### AIM
Can you rewrite the rows below so that "put a point on each" becomes "mark each one" everywhere, with nothing else changed and the pictures left out?

### Named object pointing entries
◆ ◆ ◆ ◆

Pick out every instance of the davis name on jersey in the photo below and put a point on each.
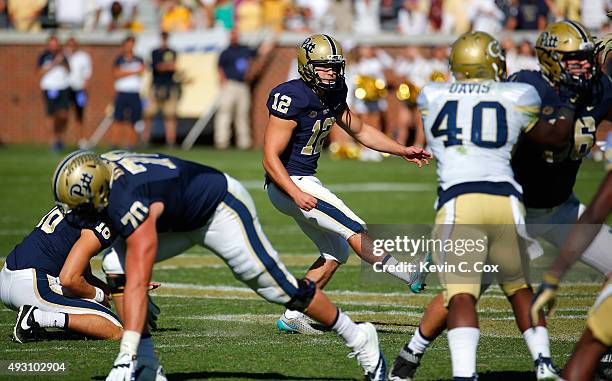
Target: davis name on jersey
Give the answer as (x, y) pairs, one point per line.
(48, 245)
(472, 128)
(294, 100)
(189, 191)
(548, 179)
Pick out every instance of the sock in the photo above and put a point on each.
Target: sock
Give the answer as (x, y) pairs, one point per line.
(349, 331)
(145, 348)
(291, 314)
(463, 342)
(419, 343)
(402, 275)
(48, 319)
(537, 341)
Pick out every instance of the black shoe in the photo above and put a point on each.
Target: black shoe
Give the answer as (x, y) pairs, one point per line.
(25, 328)
(405, 365)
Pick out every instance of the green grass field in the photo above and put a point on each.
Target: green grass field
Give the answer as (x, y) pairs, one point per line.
(212, 327)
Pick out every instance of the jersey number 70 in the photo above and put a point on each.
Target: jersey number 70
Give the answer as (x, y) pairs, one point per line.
(446, 125)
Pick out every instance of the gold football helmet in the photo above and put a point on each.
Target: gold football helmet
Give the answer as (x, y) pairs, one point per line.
(603, 53)
(477, 55)
(321, 50)
(562, 41)
(82, 179)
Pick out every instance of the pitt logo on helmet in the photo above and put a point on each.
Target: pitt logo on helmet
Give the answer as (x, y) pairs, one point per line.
(321, 51)
(81, 178)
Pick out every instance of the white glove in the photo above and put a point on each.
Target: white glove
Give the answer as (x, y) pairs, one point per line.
(124, 368)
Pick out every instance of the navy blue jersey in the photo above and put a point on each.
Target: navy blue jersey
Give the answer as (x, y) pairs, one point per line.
(548, 178)
(48, 245)
(315, 115)
(190, 192)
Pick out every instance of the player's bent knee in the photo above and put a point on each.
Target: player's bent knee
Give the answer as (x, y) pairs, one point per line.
(301, 300)
(116, 283)
(510, 289)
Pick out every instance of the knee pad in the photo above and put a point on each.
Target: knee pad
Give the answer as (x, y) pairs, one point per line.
(116, 282)
(305, 293)
(111, 263)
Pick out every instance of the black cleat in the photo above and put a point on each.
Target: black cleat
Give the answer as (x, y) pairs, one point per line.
(405, 365)
(26, 328)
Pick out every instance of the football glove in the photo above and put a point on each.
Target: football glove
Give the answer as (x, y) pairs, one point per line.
(124, 368)
(545, 297)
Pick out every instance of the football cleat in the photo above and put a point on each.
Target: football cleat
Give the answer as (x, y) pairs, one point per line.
(26, 327)
(545, 369)
(301, 324)
(369, 356)
(405, 365)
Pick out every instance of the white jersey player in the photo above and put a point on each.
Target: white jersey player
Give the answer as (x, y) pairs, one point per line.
(472, 125)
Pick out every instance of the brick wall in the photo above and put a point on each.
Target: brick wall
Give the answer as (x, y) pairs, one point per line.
(22, 106)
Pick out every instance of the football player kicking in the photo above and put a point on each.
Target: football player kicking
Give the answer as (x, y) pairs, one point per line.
(161, 206)
(478, 119)
(302, 113)
(565, 55)
(597, 337)
(47, 278)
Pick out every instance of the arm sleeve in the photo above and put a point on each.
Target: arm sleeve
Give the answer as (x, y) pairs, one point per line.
(528, 108)
(129, 210)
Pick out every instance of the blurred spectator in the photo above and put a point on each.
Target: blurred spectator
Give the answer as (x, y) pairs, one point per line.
(527, 15)
(295, 20)
(455, 19)
(568, 9)
(224, 14)
(367, 17)
(409, 129)
(127, 69)
(249, 16)
(166, 90)
(235, 96)
(273, 13)
(115, 14)
(316, 13)
(389, 13)
(435, 14)
(511, 55)
(369, 98)
(526, 59)
(412, 18)
(486, 16)
(25, 14)
(71, 13)
(80, 73)
(341, 12)
(176, 17)
(4, 19)
(53, 69)
(594, 14)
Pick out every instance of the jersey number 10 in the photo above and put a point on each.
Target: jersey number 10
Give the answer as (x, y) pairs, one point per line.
(446, 125)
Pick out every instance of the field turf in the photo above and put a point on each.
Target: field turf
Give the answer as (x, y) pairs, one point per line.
(212, 327)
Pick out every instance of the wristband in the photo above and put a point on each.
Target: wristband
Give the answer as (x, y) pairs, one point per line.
(99, 295)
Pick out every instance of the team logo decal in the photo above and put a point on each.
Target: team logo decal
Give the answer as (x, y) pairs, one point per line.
(308, 46)
(549, 40)
(84, 188)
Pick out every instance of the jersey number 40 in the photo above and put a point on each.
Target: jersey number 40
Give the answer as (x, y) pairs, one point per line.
(446, 125)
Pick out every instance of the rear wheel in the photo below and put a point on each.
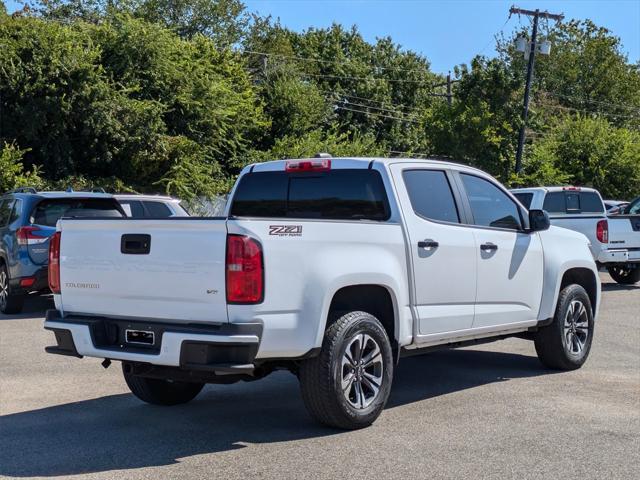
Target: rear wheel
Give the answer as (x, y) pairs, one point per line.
(347, 385)
(10, 302)
(625, 275)
(161, 392)
(565, 343)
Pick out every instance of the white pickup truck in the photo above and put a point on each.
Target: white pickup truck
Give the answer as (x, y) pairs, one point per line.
(614, 239)
(330, 268)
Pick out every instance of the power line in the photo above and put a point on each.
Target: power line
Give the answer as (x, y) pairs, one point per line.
(493, 38)
(331, 62)
(537, 14)
(410, 154)
(376, 114)
(589, 112)
(349, 77)
(594, 102)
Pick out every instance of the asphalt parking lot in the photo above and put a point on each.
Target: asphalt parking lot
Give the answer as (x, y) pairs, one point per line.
(482, 412)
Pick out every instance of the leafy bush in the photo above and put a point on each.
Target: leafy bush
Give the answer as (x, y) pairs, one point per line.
(12, 172)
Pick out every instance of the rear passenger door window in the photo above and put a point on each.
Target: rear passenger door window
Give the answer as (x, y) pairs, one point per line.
(490, 206)
(15, 212)
(431, 195)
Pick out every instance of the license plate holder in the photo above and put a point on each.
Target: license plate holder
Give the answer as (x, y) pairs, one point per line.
(140, 337)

◆ ◆ ◆ ◆

### TASK OUTPUT
Pick out every instance of the davis name on jersey in the photo below and mark each one.
Target: davis name on jersey
Give the answer as (x, y) pairs, one point per line.
(48, 245)
(472, 128)
(294, 100)
(189, 191)
(548, 179)
Pick out every instance of the sock in the photo above and mark each one.
Target: sock
Give the answer as (x, y) pairs, one point per line.
(349, 331)
(145, 348)
(291, 314)
(463, 342)
(419, 343)
(402, 275)
(48, 319)
(537, 341)
Pick out every instance of the black shoe in the photo above and mark each one.
Target: black shoe
Give the answer as (x, y) pairs, one point per line.
(25, 328)
(405, 365)
Pick out every instance of the green grass field in the photo above and mark each one.
Target: green grass field
Give the answer as (x, y) pairs, one point per line.
(212, 327)
Pick out every instance of the jersey number 70 in the photo above and mark each one.
Target: jersey number 70
Give the answer as (x, y) pairs, one point per line.
(446, 125)
Pick out every instance of the gold football helmet in the photo above and mark each one.
Target: gold football helmet
Give the answer as (x, y) pairs, one point per line.
(603, 53)
(477, 55)
(321, 50)
(562, 41)
(82, 179)
Pick out every instance of the pitt logo on helmet in the photo above and mark each one.
Target: pitt logo on helmet
Give the answer as (x, y) pairs, one point per line.
(321, 51)
(81, 178)
Pick out every instance of the white glove in the photo above and mark each one.
Target: white glove
Give the answer as (x, y) pairs, one point per line.
(124, 368)
Pick out every instance of the navy blue jersey in the photo above and mark each one.
Target: navy blue jersey
Give the answer as (x, y) pairs, one point per line.
(548, 178)
(48, 245)
(315, 115)
(190, 192)
Pick out every instance of the player's bent knee in the photo above and mark each one.
Target: player's bent knee
Give the answer as (x, y) pairs, one point per line.
(301, 300)
(116, 283)
(510, 289)
Pick out every instance of the knee pad in the photo above and mark each one.
Target: knee pad
Give the answer as (x, y) pairs, one point per line.
(116, 282)
(305, 293)
(111, 263)
Pick out every instance of the black cleat in the photo above and mark each one.
Target: black cleat
Give the answer as (x, y) pairs, one point per line.
(405, 365)
(26, 328)
Pick out every instance of the football glove in the photo above and mark each one.
Target: football glove
Give the answer as (x, y) pairs, one point per line.
(124, 368)
(545, 297)
Pick out every instance of the football cleat in the photo above and mark each one.
Target: football cleat
Give the answer as (x, y) pairs, one point per line.
(26, 327)
(545, 369)
(301, 324)
(369, 356)
(405, 365)
Pick out every instance of the white jersey player in the photo above and mark each one.
Target: white jersey player
Give the answer as (x, y) pairs, one point per line.
(472, 125)
Pick out every instance of the brick wall in the photo above and mark each one.
Target: brick wall
Give the answer as (x, y) pairs, one point per line.
(22, 106)
Pick out every instance of the football player kicking in the photo above and mark each one.
Target: football player kicking
Give the answer as (x, y) pairs, one point per line.
(161, 206)
(478, 119)
(302, 113)
(565, 55)
(597, 337)
(47, 278)
Pick out every instance of the arm sleeve in the photo above and mark each one.
Target: arm sleeve
Give the answer as (x, y) pairs, one point per line.
(528, 108)
(129, 210)
Pick out every instance of the blurred spectator in the photo above and mark each one.
Target: blurred spectator
Give the answer as (x, y) pairs, one point per line.
(527, 15)
(295, 20)
(455, 19)
(568, 9)
(224, 14)
(367, 17)
(409, 129)
(127, 69)
(249, 16)
(166, 90)
(235, 96)
(273, 13)
(115, 14)
(316, 13)
(389, 13)
(435, 14)
(511, 55)
(369, 98)
(526, 59)
(412, 18)
(486, 16)
(25, 14)
(71, 13)
(80, 73)
(341, 12)
(176, 17)
(4, 19)
(53, 69)
(594, 14)
Pick out every instance of the jersey number 10 in the photo above and mark each one.
Target: jersey number 10
Give the answer as (x, y) pairs, one point per line.
(446, 125)
Pick out every instance of the field turf in the photo above and mark each one.
Target: field turf
Give the answer as (x, y) pairs, one point per line.
(212, 327)
Pick out every instance of the wristband in the photo above and mark each one.
Target: wristband
Give the answer as (x, y) pairs, one point per line.
(99, 295)
Pick out every instance of the team logo decal in the photo above and mark each one.
Target: team logo decal
Give the answer as (x, y) pairs, one point per line.
(308, 46)
(549, 40)
(84, 188)
Pick out every instance of the jersey number 40 in the photo above and mark each one.
Target: jersey number 40
Give the answer as (x, y) pairs, one point per line.
(446, 125)
Pick out every instance of the rear wheel in the photo below and mark each one.
Target: rear wheel
Give the answer as (x, y) pairs, one point per line.
(347, 385)
(10, 302)
(625, 275)
(161, 392)
(565, 343)
Pick out every instance of the white pickup truck in the photo above and mark each one.
Target: white pickup truck
Give the answer as (x, y) pairs, one point per line.
(614, 239)
(330, 268)
Pick out every instance of the power line in the photo above and mark each one.
Target: power line
Give the answer as (x, y) pairs, one point per line.
(493, 38)
(331, 62)
(537, 14)
(410, 154)
(376, 114)
(589, 112)
(349, 77)
(594, 102)
Pick out every instance of the asphalt parking lot in the photo above and mark each one.
Target: asphalt parking lot
Give the answer as (x, y) pairs, one point per line.
(482, 412)
Pick out every instance of the leafy bush in the photo above and mark each one.
Target: leafy bush
Give the answer as (x, y) pairs, one point per line.
(12, 172)
Pick out every instance of the rear passenger door window in the photo above and mark each one.
Target: rear passenger door window
Give the answer as (x, y) pairs, one point per line.
(490, 206)
(15, 212)
(431, 195)
Pick out every instance of the license plate holder in the photo above and mark each one.
Target: license plate holder
Give the answer as (x, y) pairs, one point per line.
(140, 337)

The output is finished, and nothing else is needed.